» Exercise task 1:
According to the article on Clark and Iowa women's basketball, by what percentage did ESPN report viewership of non-Iowa tournament games had risen over last year?

It feels like Clark is everywhere these days.

She's not just the face of women's basketball but one of the most famous athletes in all of sports.

On Thursday night, Clark and Iowa teammate Katie Martin were watching television in their hotel room when one of the NCAA's all-time leading scorer's many national commercials appeared on the screen.

The roommates simply turned to each other and laughed.

"I just think it's really cool," Martin said of Clark's iconic pop culture status. "I don't know. It just brings more awareness to women's basketball, and it brings more awareness to not only her, but our entire team and Iowa. So I think it's awesome."

The numbers back Martin up.

The Hawkeyes' first two games of this year's NCAA Tournament were the highest-rated women's college basketball games of all time outside of contests in the Final Four or the national championship game.

And they rank second and third all-time for any women's college basketball game behind last year's national final between Iowa and LSU.

Iowa No. 22 jerseys dotted the crowd at MVP Arena for Friday's Albany 1 Regional semifinals even though Clark and the Hawkeyes play in Alabany Regional 2 on Saturday.

And a local youth camp organized in conjunction with the NCAA earlier this week was filled with Clark supporters.

But the attention isn't always so positive.

Clips of Clark arguing with officials and scolding teammates during a second-round win against West Virginia drew responses from fans and detractors alike and provided fodder for the never-ending sports-talk radio cycle.

Clark has long since grown accustomed to being at the eye of the storm.

"I think it's kind of been the same story for me over the course of the (last) two years," Clark said. "It's like I know people are always watching. I know eyeballs are always on me. This is kind of what happens when you are in the spotlight.

"And it's not anything you shy away from. I'm competitive. I'm fiery. That's how it is, and I think that's what has brought me a lot of success. I think, at the same time, it's being able to channel that and use it in the best way."

Iowa coach Lisa Bluder has been awed by the way Clark has handled being the face of Iowa's team and, really, women's basketball as a whole.

Clark regularly stayed long after home games to sign autographs for young fans, and she's become something of a team spokesperson — answering hard questions from the media before and after nearly every game.

It's a lot to put on the shoulders of any 22-year-old, but Clark seems like a natural in the role.

"I completely trust her maturity," Bluder said. "She is extremely mature, has handled every situation that's been thrown at her, and she's had a lot of different situations thrown at her. She's handled them all beautifully."

Clark hasn't played in front of an empty seat this season — home or away — a streak that's expected to continue in front of 15,500 fans Saturday when the top-seeded Hawkeyes (31-4) face No. 5 seed Colorado (24-9) for a spot in the Elite Eight.

But it's not just Iowa benefitting from the attention Clark has brought to the sport.

ESPN reported viewership of non-Iowa tournament games is up 74% over last year, and there is a star-studded cast in Albany alone.

Before Friday's semifinals, the cast on this side of the bracket included defending national champion LSU, unbeaten and top-ranked South Carolina, one of the game's most electrifying freshmen in Notre Dame's Hannah Hildalgo, an Indiana team that's been among the nation's finest the past four seasons and three teams from the Pac-12 — Oregon State, UCLA and Colorado — in the final year of the conference as it's been traditionally configured.

Clark's proud of the growth of the women's game and her role in helping to accelerate it.

But the weekend aim is simple in her eyes.

The Hawkeyes are playing for a national championship they fell one step short of claiming a year ago. Despite the noise all around her, the competition on the court is all that matters.

"We just had a practice, we play (Saturday) and that's really all you're guaranteed," Clark said. "You're trying to go out there and win and fight for another day, and I think ... we don't want this to end.

"We love coming to practice. We love playing games with each other. You want to soak it in and keep extending it out."

» Exercise task 2:
Reproduce the rows word for word, starting at the line containing "task: trace the outline of every instance of the scooter mirror" and ending at the last line of the rows, with both ends included.

[Raw records]
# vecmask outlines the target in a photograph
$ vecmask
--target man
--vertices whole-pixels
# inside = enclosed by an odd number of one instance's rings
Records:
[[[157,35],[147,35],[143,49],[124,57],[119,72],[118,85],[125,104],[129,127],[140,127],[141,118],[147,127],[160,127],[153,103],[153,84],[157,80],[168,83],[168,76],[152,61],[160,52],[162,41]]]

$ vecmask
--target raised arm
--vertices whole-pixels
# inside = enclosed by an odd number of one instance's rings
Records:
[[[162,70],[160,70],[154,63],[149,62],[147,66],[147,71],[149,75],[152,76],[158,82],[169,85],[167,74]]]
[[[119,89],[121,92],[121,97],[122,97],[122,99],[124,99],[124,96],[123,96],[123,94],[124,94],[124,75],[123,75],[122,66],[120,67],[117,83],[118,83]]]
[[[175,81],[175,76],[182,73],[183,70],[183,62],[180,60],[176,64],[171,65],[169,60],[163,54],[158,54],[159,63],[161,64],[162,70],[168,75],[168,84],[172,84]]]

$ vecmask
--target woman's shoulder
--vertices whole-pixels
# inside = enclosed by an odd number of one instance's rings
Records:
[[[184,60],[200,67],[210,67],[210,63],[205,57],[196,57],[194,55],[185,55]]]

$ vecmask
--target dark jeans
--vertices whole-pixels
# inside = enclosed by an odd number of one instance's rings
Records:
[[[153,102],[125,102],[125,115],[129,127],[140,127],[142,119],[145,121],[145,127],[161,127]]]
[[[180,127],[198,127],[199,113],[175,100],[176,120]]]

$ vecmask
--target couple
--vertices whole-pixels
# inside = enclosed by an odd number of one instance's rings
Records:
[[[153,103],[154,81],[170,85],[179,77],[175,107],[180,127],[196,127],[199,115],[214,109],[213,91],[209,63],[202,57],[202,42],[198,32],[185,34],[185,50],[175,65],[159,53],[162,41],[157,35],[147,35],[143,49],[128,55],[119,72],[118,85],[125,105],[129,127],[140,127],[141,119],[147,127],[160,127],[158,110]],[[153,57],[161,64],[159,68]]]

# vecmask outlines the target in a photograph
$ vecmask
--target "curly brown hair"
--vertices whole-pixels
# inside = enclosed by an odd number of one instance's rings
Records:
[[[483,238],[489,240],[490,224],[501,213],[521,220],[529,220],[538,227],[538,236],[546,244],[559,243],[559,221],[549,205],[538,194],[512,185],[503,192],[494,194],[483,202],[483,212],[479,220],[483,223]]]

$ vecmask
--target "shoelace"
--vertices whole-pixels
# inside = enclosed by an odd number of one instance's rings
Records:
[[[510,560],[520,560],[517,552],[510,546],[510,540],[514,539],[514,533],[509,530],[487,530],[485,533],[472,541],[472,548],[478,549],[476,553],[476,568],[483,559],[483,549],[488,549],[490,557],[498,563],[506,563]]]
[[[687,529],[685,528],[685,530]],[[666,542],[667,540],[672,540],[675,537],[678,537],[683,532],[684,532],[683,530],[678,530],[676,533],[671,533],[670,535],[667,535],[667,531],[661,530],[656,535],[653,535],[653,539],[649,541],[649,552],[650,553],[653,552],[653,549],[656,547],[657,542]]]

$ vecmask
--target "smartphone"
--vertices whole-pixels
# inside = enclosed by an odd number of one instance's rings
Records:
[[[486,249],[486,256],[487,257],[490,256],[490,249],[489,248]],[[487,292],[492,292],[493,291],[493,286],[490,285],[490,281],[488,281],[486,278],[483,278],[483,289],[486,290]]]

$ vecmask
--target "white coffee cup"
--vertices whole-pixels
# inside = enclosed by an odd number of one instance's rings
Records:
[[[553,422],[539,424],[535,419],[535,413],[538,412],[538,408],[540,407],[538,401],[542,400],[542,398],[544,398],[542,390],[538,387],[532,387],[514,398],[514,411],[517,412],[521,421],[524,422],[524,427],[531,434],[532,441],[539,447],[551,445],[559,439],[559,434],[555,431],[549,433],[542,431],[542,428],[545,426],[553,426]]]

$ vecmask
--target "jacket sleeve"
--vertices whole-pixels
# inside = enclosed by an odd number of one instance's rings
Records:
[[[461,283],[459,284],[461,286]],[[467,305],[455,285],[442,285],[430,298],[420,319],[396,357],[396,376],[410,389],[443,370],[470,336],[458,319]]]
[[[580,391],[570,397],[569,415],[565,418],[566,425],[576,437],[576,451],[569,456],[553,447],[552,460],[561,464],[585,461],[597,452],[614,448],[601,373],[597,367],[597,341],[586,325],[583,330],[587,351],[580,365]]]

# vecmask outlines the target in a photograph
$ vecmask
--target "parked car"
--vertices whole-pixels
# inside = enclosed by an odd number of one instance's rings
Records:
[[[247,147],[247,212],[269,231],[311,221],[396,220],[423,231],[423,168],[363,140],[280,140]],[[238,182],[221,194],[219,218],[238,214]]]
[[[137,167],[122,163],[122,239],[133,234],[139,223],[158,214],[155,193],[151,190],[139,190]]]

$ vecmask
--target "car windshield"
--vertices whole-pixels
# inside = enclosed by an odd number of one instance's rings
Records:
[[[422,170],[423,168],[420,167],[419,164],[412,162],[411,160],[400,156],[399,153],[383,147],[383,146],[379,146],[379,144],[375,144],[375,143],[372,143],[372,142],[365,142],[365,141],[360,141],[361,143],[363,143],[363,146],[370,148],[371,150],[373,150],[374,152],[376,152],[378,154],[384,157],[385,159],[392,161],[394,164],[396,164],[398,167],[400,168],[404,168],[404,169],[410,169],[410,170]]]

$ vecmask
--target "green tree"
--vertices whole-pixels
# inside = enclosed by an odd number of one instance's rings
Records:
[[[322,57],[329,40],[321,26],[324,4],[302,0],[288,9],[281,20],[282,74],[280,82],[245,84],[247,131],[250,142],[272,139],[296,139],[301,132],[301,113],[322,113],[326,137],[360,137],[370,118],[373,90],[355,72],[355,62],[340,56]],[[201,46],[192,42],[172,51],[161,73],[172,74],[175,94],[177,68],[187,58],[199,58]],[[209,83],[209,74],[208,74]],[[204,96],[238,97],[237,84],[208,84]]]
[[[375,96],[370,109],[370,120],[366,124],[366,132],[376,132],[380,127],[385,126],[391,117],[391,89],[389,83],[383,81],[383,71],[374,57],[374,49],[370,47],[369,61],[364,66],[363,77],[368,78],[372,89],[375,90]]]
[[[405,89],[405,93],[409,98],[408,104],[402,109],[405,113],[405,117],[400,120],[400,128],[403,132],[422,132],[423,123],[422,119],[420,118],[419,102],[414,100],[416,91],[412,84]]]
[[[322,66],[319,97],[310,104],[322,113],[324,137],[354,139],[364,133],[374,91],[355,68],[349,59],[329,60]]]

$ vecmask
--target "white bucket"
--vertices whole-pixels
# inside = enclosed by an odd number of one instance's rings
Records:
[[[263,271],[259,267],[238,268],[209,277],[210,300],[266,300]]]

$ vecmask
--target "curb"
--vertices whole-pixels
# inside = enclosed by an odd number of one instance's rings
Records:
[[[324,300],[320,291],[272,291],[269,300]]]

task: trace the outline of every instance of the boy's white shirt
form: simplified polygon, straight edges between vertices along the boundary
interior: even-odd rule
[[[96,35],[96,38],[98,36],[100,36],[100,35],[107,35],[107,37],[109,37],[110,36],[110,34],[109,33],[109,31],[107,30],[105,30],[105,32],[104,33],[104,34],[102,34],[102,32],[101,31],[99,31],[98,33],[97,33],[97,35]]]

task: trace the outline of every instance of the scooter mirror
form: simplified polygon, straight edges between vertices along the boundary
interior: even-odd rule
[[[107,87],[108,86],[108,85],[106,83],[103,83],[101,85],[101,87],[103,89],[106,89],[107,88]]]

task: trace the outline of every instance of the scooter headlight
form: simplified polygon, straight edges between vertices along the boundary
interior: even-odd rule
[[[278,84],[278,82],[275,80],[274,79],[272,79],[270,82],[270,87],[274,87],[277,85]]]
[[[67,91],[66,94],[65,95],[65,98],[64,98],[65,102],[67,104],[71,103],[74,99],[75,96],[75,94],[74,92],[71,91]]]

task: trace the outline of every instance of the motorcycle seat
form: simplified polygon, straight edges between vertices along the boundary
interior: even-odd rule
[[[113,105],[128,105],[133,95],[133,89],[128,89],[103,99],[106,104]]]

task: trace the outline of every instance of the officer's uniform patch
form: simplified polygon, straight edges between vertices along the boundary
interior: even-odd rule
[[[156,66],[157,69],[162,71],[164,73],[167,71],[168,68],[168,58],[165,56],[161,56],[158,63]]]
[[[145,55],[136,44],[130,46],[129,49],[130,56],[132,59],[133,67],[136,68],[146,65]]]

» Worked solution 1:
74%

» Worked solution 2:
task: trace the outline of every instance of the scooter mirror
form: simplified polygon, straight edges between vertices along the boundary
interior: even-odd rule
[[[107,87],[108,86],[108,85],[106,83],[103,83],[101,85],[101,87],[103,89],[106,89],[107,88]]]

task: trace the outline of every instance of the scooter headlight
form: simplified polygon, straight edges between vertices along the boundary
interior: even-odd rule
[[[278,84],[278,82],[275,80],[274,79],[272,79],[270,82],[270,87],[274,87],[277,85]]]
[[[67,91],[66,94],[65,95],[65,98],[64,98],[65,102],[67,104],[71,103],[74,99],[75,96],[75,94],[74,92],[71,91]]]

task: trace the outline of every instance of the motorcycle seat
form: simplified polygon, straight edges between vertices along the boundary
interior: even-odd rule
[[[113,105],[128,105],[133,95],[133,89],[128,89],[103,99],[106,104]]]

task: trace the outline of every instance of the officer's uniform patch
form: simplified polygon, straight edges between vertices along the boundary
interior: even-odd rule
[[[156,66],[157,69],[162,71],[164,73],[167,71],[168,68],[168,58],[165,56],[161,56],[158,63]]]
[[[145,55],[136,44],[130,46],[129,49],[130,56],[132,59],[133,67],[136,68],[146,65]]]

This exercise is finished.